The original Governing our Schools report was written in 2008 by Education and Employers’ CEO Nick Chambers (then Director of Education at Business in the Community) for the National Council for Educational Excellence ,which was chaired by Prime Minister Gordon Brown. The Governing our Schools report recommendations included clarifying and simplifying the purpose of school governing boards, enhancing their status, and reducing the range of their responsibilities, allowing them to concentrate on scrutiny and strategic development.
The report and its recommendations were based on a specially commissioned report by the University of Bath led by Professor Chris James. The School Governance Study examined the effectiveness of school governance and presented findings from a survey of school governors across England about the roles and responsibilities of school governing bodies. The researchers concluded that although school governing is a crucial and valuable aspect of education in England, the role of the governor and the process of governing was:
“Overloaded, overcomplicated, and overlooked.”
Education and Employers revisited the original research a decade on in the Governing our Schools: 10 years on report, part written by their Deputy CEO Dominic Judge.
After competitively winning a contract from the DfE to deliver the service in 2016, the charity secured a further extension under the contract before securing a continuity of service extension for a further year during Covid. At this point the budget was reduced by 45% but with reduced KPIs.
A year later Education and Employers won a new competitive tender to deliver at the start of 2022. This contract continued at 45% reduced funding (but on doubled KPIs) and lasted for a further two years, being extended for six months, before the service finally closed on 30th September 2024. This, due to the DfE ceasing to directly fund any governor recruitment support for schools.

TASKS TO PERFORM:
- A) According to the passage on school governance, on what date did the service finally close?
- B) Update the stretch of the passage on school governance from "Education and Employers revisited" through "support for schools.", swapping "KPIs" for "targets" each time it appears.
These lines come from a separate source.

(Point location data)
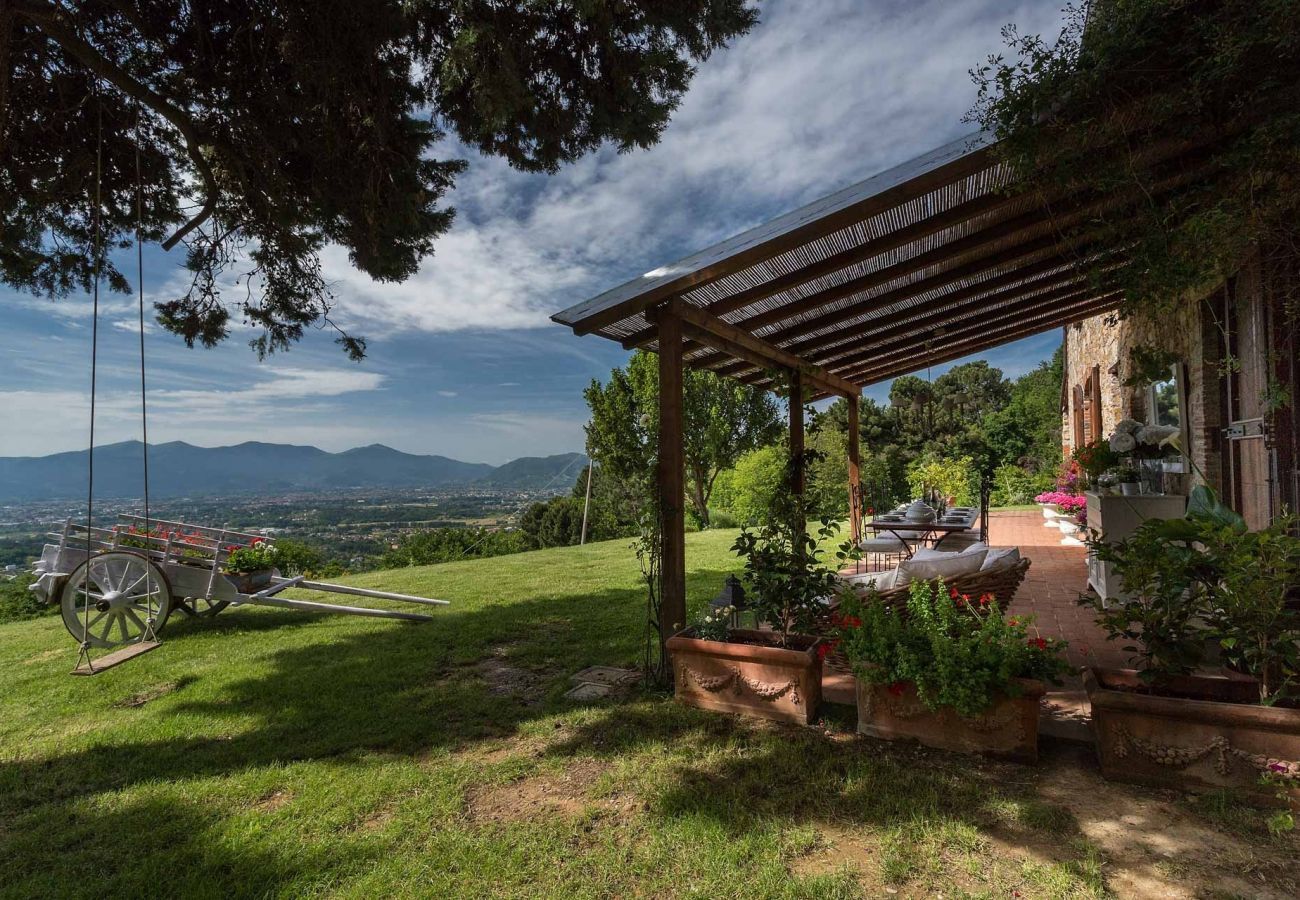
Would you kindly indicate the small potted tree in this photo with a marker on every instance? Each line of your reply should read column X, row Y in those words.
column 1199, row 588
column 774, row 671
column 948, row 670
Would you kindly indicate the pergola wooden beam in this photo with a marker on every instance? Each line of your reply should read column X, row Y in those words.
column 974, row 299
column 917, row 347
column 737, row 342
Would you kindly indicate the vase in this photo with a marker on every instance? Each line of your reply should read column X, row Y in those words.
column 1008, row 730
column 749, row 675
column 1152, row 472
column 1190, row 731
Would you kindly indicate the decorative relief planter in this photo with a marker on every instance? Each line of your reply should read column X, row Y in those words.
column 1008, row 730
column 752, row 679
column 1213, row 734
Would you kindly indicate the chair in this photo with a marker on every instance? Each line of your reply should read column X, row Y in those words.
column 963, row 540
column 880, row 549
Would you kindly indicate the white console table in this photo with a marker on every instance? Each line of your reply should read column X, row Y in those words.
column 1116, row 518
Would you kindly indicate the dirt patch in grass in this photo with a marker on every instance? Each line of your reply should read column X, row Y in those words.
column 272, row 800
column 154, row 692
column 835, row 848
column 537, row 796
column 507, row 680
column 1155, row 847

OUTPUTS BY TASK:
- A) 30th September 2024

- B)
Education and Employers revisited the original research a decade on in the Governing our Schools: 10 years on report, part written by their Deputy CEO Dominic Judge.
After competitively winning a contract from the DfE to deliver the service in 2016, the charity secured a further extension under the contract before securing a continuity of service extension for a further year during Covid. At this point the budget was reduced by 45% but with reduced targets.
A year later Education and Employers won a new competitive tender to deliver at the start of 2022. This contract continued at 45% reduced funding (but on doubled targets) and lasted for a further two years, being extended for six months, before the service finally closed on 30th September 2024. This, due to the DfE ceasing to directly fund any governor recruitment support for schools.